### STATED GOAL A
From the sermon on John the Baptizer, extract the passage starting at "Everyone who heard" and ending at "reconciled to them.".
### STATED GOAL B
In the sermon on John the Baptizer, why had John been put in prison?

### PASSAGE GIVEN
___

As much as we may like John the Baptizer and think of him fondly as an Advent fixture, like some sort of decoration in this season, he wasn’t fondly thought of in his life.  Remember that last week, when we heard from him for the first time this season, he was in prison for calling Herod and his new wife to repentance over their incestuous, adulterous marriage, and he was about to be beheaded out of shame and a desire for revenge.  As we encounter him today, he is being questioned by the Pharisees.  They might have looked like good guys on the outside—concerned about being good people with a careful attention to God’s Law, just curious about the new preacher in town—but their inquisition by the Jordan River helps pull back the curtain.  They are confused and bothered by what they hear from John.  They don’t like his message of repentance, first because they didn’t see themselves as sinners who had anything to repent of, and secondly because they weren’t at all interested in the Messiah upsetting the self-serving balance they had struck with the Romans.
 
Everyone who heard John heard the same message: “Repent.”  No matter what their station in life—rich, poor, male, female, tax collectors, soldiers, priests, Pharisees—everyone was confronted with the hard fact that they were a sinner and that God’s Kingdom was coming and that demands a change of heart and life.  But that wasn’t his only message.  Everyone who repented of their sin would find forgiveness.  The Messiah would come to give salvation to everyone who repented.  For as stern and condemning as his message could come across, John drew crowds from all over, and that crowd was filled with bad people, sinners convicted by his preaching of the Law and comforted by his preaching of the Gospel, the good news that there was forgiveness for people like them, that God cared about them and wanted to be reconciled to them.

___

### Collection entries
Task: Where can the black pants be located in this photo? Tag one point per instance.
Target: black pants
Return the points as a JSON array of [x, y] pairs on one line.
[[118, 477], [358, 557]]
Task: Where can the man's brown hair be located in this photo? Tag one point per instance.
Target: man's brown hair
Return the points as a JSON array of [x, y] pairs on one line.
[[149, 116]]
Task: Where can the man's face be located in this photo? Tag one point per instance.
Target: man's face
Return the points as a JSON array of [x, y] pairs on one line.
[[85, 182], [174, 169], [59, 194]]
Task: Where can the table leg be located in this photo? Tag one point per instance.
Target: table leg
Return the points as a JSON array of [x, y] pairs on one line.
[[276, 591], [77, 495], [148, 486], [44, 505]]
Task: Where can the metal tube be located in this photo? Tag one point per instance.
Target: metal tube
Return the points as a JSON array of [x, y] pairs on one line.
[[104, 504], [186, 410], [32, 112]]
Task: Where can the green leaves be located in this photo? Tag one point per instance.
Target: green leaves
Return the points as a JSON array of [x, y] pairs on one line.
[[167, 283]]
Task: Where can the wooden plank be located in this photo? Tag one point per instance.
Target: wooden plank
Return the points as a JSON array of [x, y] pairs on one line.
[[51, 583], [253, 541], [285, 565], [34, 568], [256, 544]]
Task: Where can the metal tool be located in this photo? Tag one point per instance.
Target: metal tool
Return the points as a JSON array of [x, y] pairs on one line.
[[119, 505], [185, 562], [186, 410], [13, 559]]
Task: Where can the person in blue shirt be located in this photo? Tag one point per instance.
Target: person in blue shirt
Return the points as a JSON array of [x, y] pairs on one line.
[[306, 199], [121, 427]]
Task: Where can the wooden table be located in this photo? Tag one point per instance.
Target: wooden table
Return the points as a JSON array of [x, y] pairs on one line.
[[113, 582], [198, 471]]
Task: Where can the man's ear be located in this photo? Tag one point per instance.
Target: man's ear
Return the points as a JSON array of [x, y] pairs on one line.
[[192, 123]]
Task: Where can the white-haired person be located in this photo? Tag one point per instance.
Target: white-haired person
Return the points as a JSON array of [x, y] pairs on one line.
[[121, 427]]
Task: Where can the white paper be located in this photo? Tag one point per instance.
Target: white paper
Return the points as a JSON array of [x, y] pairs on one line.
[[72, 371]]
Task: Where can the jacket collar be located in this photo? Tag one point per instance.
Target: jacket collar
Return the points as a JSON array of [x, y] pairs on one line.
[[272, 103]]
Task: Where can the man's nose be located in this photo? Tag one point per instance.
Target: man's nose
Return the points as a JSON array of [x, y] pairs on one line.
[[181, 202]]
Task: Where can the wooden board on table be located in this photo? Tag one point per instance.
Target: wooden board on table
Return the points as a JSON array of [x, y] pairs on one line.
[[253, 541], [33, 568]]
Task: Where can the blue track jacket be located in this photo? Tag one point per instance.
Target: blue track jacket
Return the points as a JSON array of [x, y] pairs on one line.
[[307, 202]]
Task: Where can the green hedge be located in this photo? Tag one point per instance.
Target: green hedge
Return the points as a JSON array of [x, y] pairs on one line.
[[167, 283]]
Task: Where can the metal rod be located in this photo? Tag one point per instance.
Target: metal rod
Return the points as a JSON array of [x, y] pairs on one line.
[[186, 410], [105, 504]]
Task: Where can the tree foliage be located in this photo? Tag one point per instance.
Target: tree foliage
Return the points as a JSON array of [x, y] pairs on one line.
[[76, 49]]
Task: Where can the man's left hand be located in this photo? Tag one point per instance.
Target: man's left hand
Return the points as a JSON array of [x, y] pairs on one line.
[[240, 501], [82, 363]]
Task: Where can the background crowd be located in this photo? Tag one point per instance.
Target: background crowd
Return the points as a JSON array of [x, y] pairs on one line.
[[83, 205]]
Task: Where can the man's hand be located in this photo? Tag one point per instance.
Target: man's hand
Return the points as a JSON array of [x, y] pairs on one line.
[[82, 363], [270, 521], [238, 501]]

___

### TASK OUTPUT A
Everyone who heard John heard the same message: “Repent.”  No matter what their station in life—rich, poor, male, female, tax collectors, soldiers, priests, Pharisees—everyone was confronted with the hard fact that they were a sinner and that God’s Kingdom was coming and that demands a change of heart and life.  But that wasn’t his only message.  Everyone who repented of their sin would find forgiveness.  The Messiah would come to give salvation to everyone who repented.  For as stern and condemning as his message could come across, John drew crowds from all over, and that crowd was filled with bad people, sinners convicted by his preaching of the Law and comforted by his preaching of the Gospel, the good news that there was forgiveness for people like them, that God cared about them and wanted to be reconciled to them.

### TASK OUTPUT B
He had called Herod and his new wife to repentance over their incestuous, adulterous marriage.